• Task objective:
Reproduce the material below line for line without changing anything, leaving out the pictures.

Entries from a point annotation set
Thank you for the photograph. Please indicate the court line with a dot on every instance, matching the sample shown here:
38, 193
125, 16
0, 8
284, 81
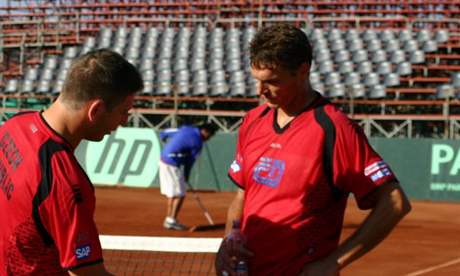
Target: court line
164, 244
435, 267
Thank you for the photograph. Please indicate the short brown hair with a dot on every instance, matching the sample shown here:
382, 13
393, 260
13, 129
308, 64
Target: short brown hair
281, 45
102, 74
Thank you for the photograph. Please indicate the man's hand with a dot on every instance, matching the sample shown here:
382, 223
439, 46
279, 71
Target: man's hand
230, 252
323, 267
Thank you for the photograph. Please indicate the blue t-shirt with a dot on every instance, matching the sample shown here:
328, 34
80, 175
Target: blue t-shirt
182, 147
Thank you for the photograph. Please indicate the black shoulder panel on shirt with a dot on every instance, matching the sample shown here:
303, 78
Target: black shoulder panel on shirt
47, 150
22, 113
328, 152
264, 112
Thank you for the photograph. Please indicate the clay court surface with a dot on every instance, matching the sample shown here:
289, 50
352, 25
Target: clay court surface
426, 242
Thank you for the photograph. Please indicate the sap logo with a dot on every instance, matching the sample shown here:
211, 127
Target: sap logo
444, 158
269, 171
235, 166
83, 252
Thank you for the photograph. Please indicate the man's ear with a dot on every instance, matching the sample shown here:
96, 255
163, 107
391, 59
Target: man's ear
96, 109
305, 69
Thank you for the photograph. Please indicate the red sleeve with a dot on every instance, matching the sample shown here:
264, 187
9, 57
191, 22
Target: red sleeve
235, 171
359, 168
68, 212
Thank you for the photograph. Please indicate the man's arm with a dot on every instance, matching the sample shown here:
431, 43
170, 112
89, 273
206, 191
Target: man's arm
235, 210
390, 206
225, 258
96, 270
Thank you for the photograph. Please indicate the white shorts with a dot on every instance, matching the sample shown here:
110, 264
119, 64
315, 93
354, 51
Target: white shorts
172, 180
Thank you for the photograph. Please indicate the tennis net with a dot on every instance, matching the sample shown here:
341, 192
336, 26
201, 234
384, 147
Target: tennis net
135, 255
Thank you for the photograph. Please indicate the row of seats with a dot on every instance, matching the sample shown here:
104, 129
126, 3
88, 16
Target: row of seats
310, 9
199, 62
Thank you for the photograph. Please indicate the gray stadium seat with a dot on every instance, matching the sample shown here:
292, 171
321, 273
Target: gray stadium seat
346, 67
404, 69
417, 57
423, 35
334, 34
180, 64
322, 55
455, 80
182, 88
336, 90
357, 90
360, 56
377, 92
332, 78
148, 88
379, 56
200, 76
338, 44
373, 45
341, 56
445, 91
405, 35
70, 52
43, 86
352, 78
57, 87
31, 73
315, 77
200, 89
384, 68
398, 56
371, 79
325, 66
28, 86
217, 76
219, 89
369, 34
392, 46
215, 64
430, 46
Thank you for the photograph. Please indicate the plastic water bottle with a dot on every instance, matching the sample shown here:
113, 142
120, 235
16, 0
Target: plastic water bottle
238, 237
241, 268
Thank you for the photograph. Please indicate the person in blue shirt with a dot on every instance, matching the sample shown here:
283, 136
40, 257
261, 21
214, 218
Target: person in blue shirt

• Written response:
Thank you for the photograph. Please indicate the court line with a dot on every instance, matching the sample shown here:
38, 193
125, 16
0, 8
284, 81
Target: court line
164, 244
435, 267
Thank you for the photograph. Please indicate the short brown hair with a dot on every instance, matching the sample shown here:
382, 13
393, 260
13, 129
308, 64
Target: short brown hair
281, 45
102, 74
Thank you for the photograph. Please indicate the man's hand with a dot on every instance, matching the sample shown here:
382, 223
439, 46
279, 71
Target: man's hand
230, 252
323, 267
Thank you for the photograph. Please indicate the blue t-shirt with a dot on every instance, matching the sample shown here:
328, 34
80, 175
Target: blue t-shirt
182, 147
Thank you for the photograph. Please indicate the black shoulder panel on shirt with a dot on every instance, matching the sample shown here:
303, 78
Target: black shoulder panel on shirt
47, 150
22, 113
328, 152
264, 112
Thank you for the photograph. Please indicate the clay court surface with a dot on every instance, matching the sample shown here:
289, 50
352, 25
Target: clay court surface
426, 242
Thank you for the photograph. Please indicate the sap logo with a dot on every instance, matching the sample shown here:
211, 127
Target: sap logo
444, 158
269, 171
235, 166
83, 252
Thank you for the photograph. Please indicate the man's ear with a dot on every instance, matching the sample shown here:
96, 255
163, 107
391, 59
Target: man's ear
96, 109
305, 69
Thank you for the photograph. Please indicate the red sleeve with a dot on every instance, matching the sample shown here:
264, 187
9, 57
191, 22
Target: red sleeve
235, 171
359, 168
68, 212
Thank you for the photograph. Please indicate the man's arm with a dot on every instance, matching the sample shown here:
431, 43
170, 112
89, 273
206, 191
Target: man's arm
235, 210
390, 206
225, 258
96, 270
Thank you for the photograph. Please indicate the white shorts with a dot on every instance, matching the sample shown here:
110, 264
119, 64
315, 93
354, 51
Target: white shorts
172, 180
Thank you for the photograph. Please indicate the tennis net with a dot on every instance, matching the sample shown here:
341, 192
336, 26
201, 234
384, 147
Target: tennis net
135, 255
Thank you for the photograph. Please indicate the row of seats with a dot on every instance, matching the sample shown here:
104, 129
126, 3
88, 16
Target: row of seats
310, 9
199, 62
Thank you for the photograph. Please indicate the gray stadium seat with a dot on every instance, matching the sample shown here:
292, 171
321, 273
Target: gray stadium seat
346, 67
404, 69
417, 57
423, 35
334, 34
180, 64
322, 55
455, 80
182, 88
336, 90
357, 90
360, 56
377, 92
332, 78
148, 88
379, 56
200, 76
338, 44
373, 45
341, 56
445, 91
405, 35
70, 52
43, 86
352, 78
57, 87
31, 73
315, 77
200, 89
384, 68
398, 56
371, 79
325, 66
28, 86
217, 76
219, 89
369, 34
392, 46
215, 64
430, 46
Thank you for the photograph. Please indicate the plastic water bottle with a dot on every instance, matching the sample shown here:
113, 142
120, 235
16, 0
Target: plastic water bottle
238, 237
241, 268
Thank you for the photograph. Please indicate the person in blue shirt with a dot on every instance, matching the sample shown here:
283, 136
40, 257
261, 21
214, 218
Target: person in blue shirt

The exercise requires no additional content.